Data shown →
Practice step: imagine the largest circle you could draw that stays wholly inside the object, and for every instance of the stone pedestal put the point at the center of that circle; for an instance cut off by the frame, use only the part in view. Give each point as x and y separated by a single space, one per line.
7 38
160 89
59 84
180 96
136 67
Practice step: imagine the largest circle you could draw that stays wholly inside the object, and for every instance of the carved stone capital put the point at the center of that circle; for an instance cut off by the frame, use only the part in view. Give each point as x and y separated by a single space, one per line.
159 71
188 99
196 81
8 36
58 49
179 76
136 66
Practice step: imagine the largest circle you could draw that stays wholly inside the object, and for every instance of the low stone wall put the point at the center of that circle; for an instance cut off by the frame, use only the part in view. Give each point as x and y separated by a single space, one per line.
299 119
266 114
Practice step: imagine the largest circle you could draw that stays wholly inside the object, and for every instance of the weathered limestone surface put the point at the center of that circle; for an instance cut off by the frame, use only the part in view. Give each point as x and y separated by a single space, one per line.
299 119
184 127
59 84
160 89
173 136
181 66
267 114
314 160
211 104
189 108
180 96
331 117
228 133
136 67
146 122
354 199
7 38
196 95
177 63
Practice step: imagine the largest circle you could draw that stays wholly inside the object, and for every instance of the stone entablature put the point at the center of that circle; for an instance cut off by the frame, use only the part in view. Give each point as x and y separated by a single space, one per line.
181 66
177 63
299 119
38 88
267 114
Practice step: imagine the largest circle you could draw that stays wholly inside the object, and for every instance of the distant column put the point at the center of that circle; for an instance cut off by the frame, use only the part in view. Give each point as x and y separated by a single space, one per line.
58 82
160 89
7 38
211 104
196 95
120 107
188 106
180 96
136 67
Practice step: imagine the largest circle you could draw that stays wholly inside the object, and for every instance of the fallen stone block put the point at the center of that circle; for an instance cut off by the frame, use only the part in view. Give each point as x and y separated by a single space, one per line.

Instructions for the task →
Transcribe the entire listing above precisely.

Worked solution →
Practice step: imagine the largest circle you could draw that stays wholly inside the object, and for every instance of the stone pedestal put the point at the center of that circle; for an instance cut off by the frame, use only the part in view. Give each point as x and y separated by a single space, one per line.
7 38
160 89
59 84
180 96
136 67
Practice step: imagine the largest circle you could draw that stays wholly inside the object, and for every instance of the carved stone capital put the point at the center of that circle; for an instance cut off by the frame, use only the part in view. Give each point as x and y separated by a single space, one per line.
159 71
188 99
196 81
8 36
58 49
179 76
136 66
Practice step: imagine the largest circle you could draw that stays wholly inside the object, and for every instance of the low stone wall put the point at the center of that circle; for an instance cut off by the frame, use only the part in view. Give each point as x and y separated by a single space, one per line.
299 119
266 114
Practice step: imagine the largest circle you could draw that stays wholly inside the object, and for every instance of the weathered limestone surface put the point at the center of that circle; for an instance cut off by the frame, use only the part in view. Give each point as x and y separated by a single space, one per line.
299 119
184 127
59 84
160 89
173 136
181 66
267 114
314 160
211 104
189 108
180 96
331 117
228 133
136 67
146 122
354 199
7 38
196 95
177 63
Practice step: imagine the largest circle you could draw that stays wholly inside the object, and for every instance of the stone entablature put the point at the center of that circle; for an instance cut off by the frame, use only the part in view. Give each point as x and y separated by a single space, one per line.
181 66
177 63
299 119
38 88
267 114
Practice step: imagine the largest circle you could draw that stays wholly inside the object, and for every instance of the distant column put the point at the center of that circle; for an instance cut off by the frame, use only the part in view. Give each point as x and y separated by a single space, one per line.
58 82
160 89
7 38
211 104
196 95
120 107
188 106
180 96
136 67
Practice step: imagine the largest circle you could draw that stays wholly inside the object, and for every instance of the fallen stone block put the point at the center of that circle; for an instance cut off by the frame, use only the part in view. Give each point as x and y separated by a single space, one per line.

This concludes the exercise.